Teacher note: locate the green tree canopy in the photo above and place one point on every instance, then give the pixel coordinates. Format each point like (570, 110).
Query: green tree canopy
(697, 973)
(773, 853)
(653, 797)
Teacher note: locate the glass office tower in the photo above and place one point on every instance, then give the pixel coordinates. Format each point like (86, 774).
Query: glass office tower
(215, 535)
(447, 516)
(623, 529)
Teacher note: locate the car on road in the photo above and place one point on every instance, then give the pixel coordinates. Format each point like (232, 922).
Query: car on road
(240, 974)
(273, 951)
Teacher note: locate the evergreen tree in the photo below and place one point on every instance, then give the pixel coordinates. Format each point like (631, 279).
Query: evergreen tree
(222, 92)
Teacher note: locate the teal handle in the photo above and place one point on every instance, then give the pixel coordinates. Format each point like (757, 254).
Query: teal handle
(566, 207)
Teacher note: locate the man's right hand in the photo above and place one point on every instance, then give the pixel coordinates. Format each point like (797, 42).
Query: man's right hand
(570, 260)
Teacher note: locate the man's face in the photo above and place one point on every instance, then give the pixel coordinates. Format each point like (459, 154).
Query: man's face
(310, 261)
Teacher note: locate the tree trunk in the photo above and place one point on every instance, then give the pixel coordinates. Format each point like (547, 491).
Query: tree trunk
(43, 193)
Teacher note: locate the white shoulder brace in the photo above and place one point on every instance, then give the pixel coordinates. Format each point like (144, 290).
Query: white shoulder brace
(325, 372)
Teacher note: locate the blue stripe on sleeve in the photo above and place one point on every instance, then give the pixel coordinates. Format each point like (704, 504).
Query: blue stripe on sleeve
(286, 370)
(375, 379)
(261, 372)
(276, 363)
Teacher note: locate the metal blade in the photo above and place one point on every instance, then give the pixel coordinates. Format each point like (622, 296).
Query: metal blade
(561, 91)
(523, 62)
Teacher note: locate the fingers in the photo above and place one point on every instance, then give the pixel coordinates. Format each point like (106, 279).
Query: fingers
------------------------
SET EXERCISE
Make a verbatim copy of every entry shown above.

RESPONSE TO THE TASK
Teacher note: locate the green tree canopy in the photo above and place one point on every instance, then give the pixel coordinates. Format each point like (570, 110).
Query: green tree canopy
(697, 973)
(773, 853)
(653, 797)
Teacher note: locate the glass office tower in the photo above and place one point on every instance, then give the pixel coordinates. Format each point like (86, 774).
Query: glass office tower
(215, 535)
(447, 516)
(623, 529)
Teacher note: locate the car on road in the photo above and place one point on every instance, then give the pixel coordinates. Format each point like (232, 922).
Query: car on road
(240, 974)
(273, 951)
Teacher note: locate the evergreen tree in the photo below and place one point on every instance, then give the pixel coordinates. Format each point like (631, 279).
Query: evergreen tree
(222, 92)
Teacher note: locate the teal handle in the photo above and place one point on every instance, then give the pixel coordinates. Format each point like (757, 254).
Query: teal handle
(566, 207)
Teacher note: locate the man's right hand in the photo above and place one point on every instance, then give the pixel coordinates. Format each point like (797, 42).
Query: man's right hand
(570, 260)
Teacher note: locate the man's face in the photo above and place one point on every instance, then give the pixel coordinates. Format each point like (459, 154).
Query: man's face
(310, 261)
Teacher note: locate the tree trunk in the photo above and place one point on every instance, then give the pixel coordinates. Format each point like (547, 491).
Query: tree trunk
(43, 193)
Teacher note: locate the white shoulder brace in the photo above and place one point on every instance, then give the pixel coordinates. Format each point like (144, 290).
Query: white shoulder brace
(325, 372)
Teacher note: locate the blue stripe on sleeve in the photo above and place one point on every instance, then give the pixel coordinates. Format each point like (704, 504).
Query: blue stripe on sleeve
(286, 370)
(375, 379)
(261, 372)
(276, 363)
Teacher note: locate the metal blade in the photo above and place one point on every instance, then give the pixel coordinates. Format each point like (622, 296).
Query: metal blade
(561, 91)
(523, 62)
Teacher note: locate the fingers in the photo above and place one point on every instance, then give the pixel coordinates. Format each point like (106, 279).
Query: fingers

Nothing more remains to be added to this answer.